§ **PROBLEM TO SOLVE**
Reproduce every line of the material that follows, leaving each one unchanged.

§ **A run of records**
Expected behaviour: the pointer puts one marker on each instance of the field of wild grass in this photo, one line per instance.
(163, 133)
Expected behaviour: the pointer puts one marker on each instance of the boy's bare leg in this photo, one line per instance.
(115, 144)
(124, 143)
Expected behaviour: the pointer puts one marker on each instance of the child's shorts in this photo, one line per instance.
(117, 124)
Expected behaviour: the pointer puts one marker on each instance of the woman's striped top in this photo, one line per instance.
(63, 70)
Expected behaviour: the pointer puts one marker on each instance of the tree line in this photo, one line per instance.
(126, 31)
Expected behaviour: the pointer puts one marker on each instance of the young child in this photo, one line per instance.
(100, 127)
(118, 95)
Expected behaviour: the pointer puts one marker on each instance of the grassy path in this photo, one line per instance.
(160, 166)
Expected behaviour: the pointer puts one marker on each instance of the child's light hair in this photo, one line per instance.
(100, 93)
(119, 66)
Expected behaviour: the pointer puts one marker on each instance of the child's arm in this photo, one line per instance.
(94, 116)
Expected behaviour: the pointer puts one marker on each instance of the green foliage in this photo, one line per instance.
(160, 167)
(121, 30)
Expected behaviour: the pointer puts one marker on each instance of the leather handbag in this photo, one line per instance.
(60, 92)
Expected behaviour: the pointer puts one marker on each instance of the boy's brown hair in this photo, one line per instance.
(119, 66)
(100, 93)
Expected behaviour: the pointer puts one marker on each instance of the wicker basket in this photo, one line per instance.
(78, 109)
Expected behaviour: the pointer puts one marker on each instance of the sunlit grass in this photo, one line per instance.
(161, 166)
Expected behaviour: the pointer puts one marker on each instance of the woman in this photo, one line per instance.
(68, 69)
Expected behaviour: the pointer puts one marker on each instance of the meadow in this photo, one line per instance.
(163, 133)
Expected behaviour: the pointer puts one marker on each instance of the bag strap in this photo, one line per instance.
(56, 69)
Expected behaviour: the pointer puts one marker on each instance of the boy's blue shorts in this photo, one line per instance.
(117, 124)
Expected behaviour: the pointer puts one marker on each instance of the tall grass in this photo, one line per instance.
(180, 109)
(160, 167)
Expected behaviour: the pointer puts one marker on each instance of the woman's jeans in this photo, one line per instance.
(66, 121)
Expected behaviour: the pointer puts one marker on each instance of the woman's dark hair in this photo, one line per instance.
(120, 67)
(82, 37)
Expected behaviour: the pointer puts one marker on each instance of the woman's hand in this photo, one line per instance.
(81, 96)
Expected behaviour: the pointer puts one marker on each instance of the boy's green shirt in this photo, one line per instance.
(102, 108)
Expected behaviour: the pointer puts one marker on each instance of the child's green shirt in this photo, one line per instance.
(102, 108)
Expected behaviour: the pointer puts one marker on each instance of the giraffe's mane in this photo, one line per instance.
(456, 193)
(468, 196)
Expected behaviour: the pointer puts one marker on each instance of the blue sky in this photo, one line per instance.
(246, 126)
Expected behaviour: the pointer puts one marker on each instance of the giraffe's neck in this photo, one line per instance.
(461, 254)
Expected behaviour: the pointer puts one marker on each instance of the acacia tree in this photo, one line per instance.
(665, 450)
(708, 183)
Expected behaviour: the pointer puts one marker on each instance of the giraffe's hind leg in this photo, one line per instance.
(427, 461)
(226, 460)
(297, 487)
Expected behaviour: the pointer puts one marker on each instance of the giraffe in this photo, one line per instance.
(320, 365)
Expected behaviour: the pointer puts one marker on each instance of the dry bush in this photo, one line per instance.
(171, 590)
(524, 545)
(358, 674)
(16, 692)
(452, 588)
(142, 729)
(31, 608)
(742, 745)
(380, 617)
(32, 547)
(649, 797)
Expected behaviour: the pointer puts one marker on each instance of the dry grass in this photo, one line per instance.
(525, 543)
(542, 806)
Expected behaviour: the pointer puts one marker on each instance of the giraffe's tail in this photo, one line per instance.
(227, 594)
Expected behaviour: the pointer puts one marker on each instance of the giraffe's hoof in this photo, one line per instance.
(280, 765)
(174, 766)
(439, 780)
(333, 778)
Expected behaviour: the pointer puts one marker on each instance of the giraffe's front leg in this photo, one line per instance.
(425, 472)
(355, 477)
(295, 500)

§ **CORRECT ANSWER**
Expected behaviour: the pointer puts one marker on each instance of the field of wild grass in this photo, one line per instance.
(163, 133)
Expected behaviour: the pointer puts one marker on each instance of the boy's bare leg in this photo, one line per instance.
(115, 144)
(124, 143)
Expected behaviour: the pointer puts one marker on each instance of the child's shorts in this photo, one line per instance.
(117, 124)
Expected behaviour: the pointer puts one marker on each instance of the woman's striped top in this photo, one line per instance.
(63, 70)
Expected behaviour: the pointer puts one marker on each instance of the tree line in this photo, one line per instance.
(126, 31)
Expected behaviour: the pointer puts one marker on each instance of the young child in this photo, one line per instance.
(100, 127)
(118, 95)
Expected behaviour: the pointer puts one marker on each instance of the grassy path in this photo, one line per instance.
(160, 166)
Expected behaviour: the pointer puts one marker on each instance of the child's light hair in this photo, one line per instance.
(100, 93)
(119, 66)
Expected behaviour: the pointer puts one marker on each instance of the child's arm in this photo, one line per instance.
(94, 116)
Expected behaviour: the pointer puts one marker on each instance of the green foliage in this photo, one line per instance.
(160, 167)
(121, 30)
Expected behaviour: the pointer puts one marker on each instance of the leather handbag in this photo, one line per instance.
(60, 92)
Expected behaviour: the pointer puts one marker on each instance of the boy's brown hair in this photo, one line per instance.
(119, 66)
(100, 93)
Expected behaviour: the pointer puts one marker on each instance of the wicker basket in this photo, one line per instance.
(78, 109)
Expected behaviour: the pointer puts one marker on each instance of the sunlit grass in this photo, one line per instance.
(161, 166)
Expected behaviour: the pointer puts one marker on each instance of the woman in this photo, one line per instance.
(68, 69)
Expected behaviour: the pointer puts one marker on each instance of the meadow in this photo, one line per instance.
(163, 133)
Expected behaviour: the pointer puts one marker on each instance of the bag strap in this photo, one line per instance.
(56, 69)
Expected behaviour: the pointer puts one marker on each instance of the boy's blue shorts in this photo, one line per instance.
(117, 124)
Expected behaviour: the pointer puts one marker on each instance of the tall grass in this photo, one line per instance.
(180, 109)
(160, 167)
Expected behaviour: the pointer puts one marker on each instance of the woman's jeans in this photo, one line per instance.
(66, 121)
Expected behaviour: the pointer puts one marker on each instance of the woman's dark hair in this photo, one line per instance.
(120, 67)
(82, 37)
Expected behaviour: the pointer puts one marker on each instance of the woman's hand in this photo, one line per instance.
(81, 96)
Expected behaviour: the pointer puts one marker on each instance of the boy's green shirt in this photo, one line per instance.
(102, 108)
Expected behaviour: the pointer puts one marker on each instance of the child's green shirt in this photo, one line per instance.
(102, 108)
Expected behaviour: the pointer puts one marker on each instance of the giraffe's mane in this photo, one line per instance.
(456, 193)
(468, 196)
Expected behaviour: the pointer puts one marker on each instance of the blue sky in this photo, one line per instance.
(246, 126)
Expected behaviour: the pointer puts one marker on each instance of the giraffe's neck in this photo, one line per instance.
(461, 254)
Expected behaviour: the pointer puts one marker on each instance of the acacia tree in this photo, one line per instance.
(665, 450)
(708, 183)
Expected behaviour: the pointer puts one marker on each instance of the giraffe's hind leg in this photo, one line per instance.
(427, 461)
(226, 460)
(297, 487)
Expected behaviour: the pointer puts one marker on each instance of the giraffe in this photo, one line per instance.
(320, 365)
Expected behaviour: the pointer puts one marker on each instance of the dry bush in this photo, one line per instance.
(171, 590)
(524, 545)
(358, 674)
(16, 692)
(452, 588)
(142, 729)
(31, 608)
(742, 745)
(380, 617)
(32, 547)
(649, 797)
Expected behaviour: the pointer puts one marker on each instance of the dry grass in this photo, one line per instance.
(525, 543)
(542, 806)
Expected behaviour: the pointer puts one marker on each instance of the giraffe's tail in this photo, one line per instance.
(227, 594)
Expected behaviour: the pointer puts one marker on each instance of the giraffe's hoof in this photo, one line per instance.
(280, 765)
(174, 766)
(439, 780)
(333, 778)
Expected behaviour: the pointer puts one marker on each instance of the giraffe's front leg in this photo, one line per instance.
(425, 472)
(355, 477)
(295, 500)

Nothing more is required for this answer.